Reproduce all the data verbatim.

########

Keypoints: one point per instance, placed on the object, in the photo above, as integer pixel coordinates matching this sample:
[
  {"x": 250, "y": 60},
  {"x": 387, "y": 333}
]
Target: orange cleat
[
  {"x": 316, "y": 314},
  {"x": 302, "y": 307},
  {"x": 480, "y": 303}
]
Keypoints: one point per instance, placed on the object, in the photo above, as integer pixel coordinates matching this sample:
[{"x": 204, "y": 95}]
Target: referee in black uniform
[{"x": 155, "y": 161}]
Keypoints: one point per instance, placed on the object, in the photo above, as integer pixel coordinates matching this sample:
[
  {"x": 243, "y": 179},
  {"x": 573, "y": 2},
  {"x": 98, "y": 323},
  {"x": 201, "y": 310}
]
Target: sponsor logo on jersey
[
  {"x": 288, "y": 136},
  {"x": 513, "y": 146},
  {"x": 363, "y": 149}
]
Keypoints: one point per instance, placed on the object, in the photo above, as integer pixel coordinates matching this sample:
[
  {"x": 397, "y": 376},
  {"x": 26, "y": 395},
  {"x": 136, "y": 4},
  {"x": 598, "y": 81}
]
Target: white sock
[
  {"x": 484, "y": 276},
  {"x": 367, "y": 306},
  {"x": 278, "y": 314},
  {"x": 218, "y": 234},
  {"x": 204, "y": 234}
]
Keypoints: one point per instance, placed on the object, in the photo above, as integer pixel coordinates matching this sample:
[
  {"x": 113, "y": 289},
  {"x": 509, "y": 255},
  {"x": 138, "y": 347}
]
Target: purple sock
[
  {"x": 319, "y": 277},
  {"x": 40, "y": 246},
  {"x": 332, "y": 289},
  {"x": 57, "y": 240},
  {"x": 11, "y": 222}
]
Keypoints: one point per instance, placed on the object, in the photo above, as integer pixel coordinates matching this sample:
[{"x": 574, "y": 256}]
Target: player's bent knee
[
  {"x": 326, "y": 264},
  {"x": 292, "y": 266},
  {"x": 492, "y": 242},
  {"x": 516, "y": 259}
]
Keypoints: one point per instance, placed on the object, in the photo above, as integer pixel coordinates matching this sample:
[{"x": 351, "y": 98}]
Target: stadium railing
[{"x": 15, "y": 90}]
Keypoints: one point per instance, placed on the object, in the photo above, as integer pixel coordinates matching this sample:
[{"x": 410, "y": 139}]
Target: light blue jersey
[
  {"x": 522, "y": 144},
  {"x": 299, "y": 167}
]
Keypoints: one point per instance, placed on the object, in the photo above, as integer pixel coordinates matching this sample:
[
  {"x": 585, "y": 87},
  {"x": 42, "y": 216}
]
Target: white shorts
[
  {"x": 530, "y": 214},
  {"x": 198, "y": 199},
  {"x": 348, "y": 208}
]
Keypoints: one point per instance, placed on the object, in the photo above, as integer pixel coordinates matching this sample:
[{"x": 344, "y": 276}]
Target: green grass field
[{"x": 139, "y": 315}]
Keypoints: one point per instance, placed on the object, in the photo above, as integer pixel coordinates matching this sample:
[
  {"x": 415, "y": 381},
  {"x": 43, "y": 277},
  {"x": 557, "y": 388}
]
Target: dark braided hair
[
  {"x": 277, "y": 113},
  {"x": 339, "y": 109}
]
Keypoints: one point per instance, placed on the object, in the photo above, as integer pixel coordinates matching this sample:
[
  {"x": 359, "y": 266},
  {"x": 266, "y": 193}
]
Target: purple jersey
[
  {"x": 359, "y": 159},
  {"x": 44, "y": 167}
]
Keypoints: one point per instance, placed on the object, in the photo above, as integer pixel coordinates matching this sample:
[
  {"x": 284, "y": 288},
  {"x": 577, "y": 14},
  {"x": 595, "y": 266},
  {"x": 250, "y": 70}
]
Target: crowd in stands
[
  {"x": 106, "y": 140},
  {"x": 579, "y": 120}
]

########

◆ **Answer box**:
Keypoints: one point per instance, placed on the object, in the photo above, as integer pixel coordinates matching this sample:
[
  {"x": 250, "y": 60},
  {"x": 387, "y": 333}
]
Target: orange cleat
[
  {"x": 316, "y": 314},
  {"x": 302, "y": 307},
  {"x": 480, "y": 303}
]
Keypoints: one point per instance, placed on the object, in the photo above, as integer pixel coordinates matching this sample:
[{"x": 204, "y": 95}]
Target: referee in black uniform
[{"x": 155, "y": 161}]
Keypoints: one point per instance, placed on the object, in the photo above, as integer pixel coordinates matching this sample:
[
  {"x": 243, "y": 179},
  {"x": 573, "y": 2},
  {"x": 98, "y": 323},
  {"x": 201, "y": 310}
]
Target: sponsor logo on jersey
[
  {"x": 288, "y": 136},
  {"x": 513, "y": 146},
  {"x": 363, "y": 149}
]
Keypoints: one point per instance, placed on the object, in the photo above, as integer pixel coordinates matching this sample:
[
  {"x": 397, "y": 376},
  {"x": 26, "y": 395},
  {"x": 136, "y": 4},
  {"x": 598, "y": 81}
]
Target: white sock
[
  {"x": 484, "y": 276},
  {"x": 367, "y": 306},
  {"x": 278, "y": 314},
  {"x": 218, "y": 234},
  {"x": 204, "y": 234}
]
Keypoints: one point per instance, placed on the object, in the photo above, as integer pixel coordinates matching this sample:
[
  {"x": 113, "y": 289},
  {"x": 509, "y": 255},
  {"x": 138, "y": 347}
]
Target: purple sock
[
  {"x": 319, "y": 277},
  {"x": 40, "y": 246},
  {"x": 332, "y": 289},
  {"x": 57, "y": 240},
  {"x": 11, "y": 222}
]
Keypoints: one point per instance, placed on the object, in the photo above, as integer pixel coordinates matching this sample:
[{"x": 574, "y": 256}]
Target: player's bent knee
[
  {"x": 326, "y": 264},
  {"x": 292, "y": 266},
  {"x": 492, "y": 242},
  {"x": 516, "y": 259}
]
Keypoints: one point per instance, placed on the object, in the photo above, as integer pixel coordinates matching this sample:
[{"x": 351, "y": 98}]
Target: stadium railing
[{"x": 15, "y": 90}]
Keypoints: one point per instance, placed on the object, in the photo above, as integer pixel coordinates matching this sample:
[{"x": 410, "y": 139}]
Target: light blue jersey
[
  {"x": 522, "y": 144},
  {"x": 299, "y": 167}
]
Keypoints: one point per instance, placed on the object, in the photo above, as integer pixel coordinates matching this sample:
[
  {"x": 585, "y": 87},
  {"x": 42, "y": 216}
]
Target: white shorts
[
  {"x": 530, "y": 214},
  {"x": 198, "y": 199},
  {"x": 348, "y": 208}
]
Keypoints: one point per instance, placed on the object, in the photo above, as integer pixel coordinates matching this sample:
[{"x": 344, "y": 276}]
Target: green grass field
[{"x": 139, "y": 315}]
Keypoints: one point per instance, placed on the object, in the photo above, as integer pixel coordinates matching this sample:
[
  {"x": 415, "y": 381},
  {"x": 43, "y": 277},
  {"x": 557, "y": 388}
]
Target: dark braided hair
[
  {"x": 277, "y": 113},
  {"x": 339, "y": 109}
]
Keypoints: one point per instance, placed on the object, in the photo above, as integer pixel coordinates matching this sample:
[
  {"x": 359, "y": 266},
  {"x": 266, "y": 193}
]
Target: purple jersey
[
  {"x": 359, "y": 159},
  {"x": 44, "y": 167}
]
Keypoints: one point per instance, placed on the object, in the photo above, as integer pixel coordinates matching this sample:
[
  {"x": 284, "y": 288},
  {"x": 577, "y": 14},
  {"x": 595, "y": 266},
  {"x": 250, "y": 70}
]
Target: crowd in stands
[
  {"x": 106, "y": 140},
  {"x": 579, "y": 120}
]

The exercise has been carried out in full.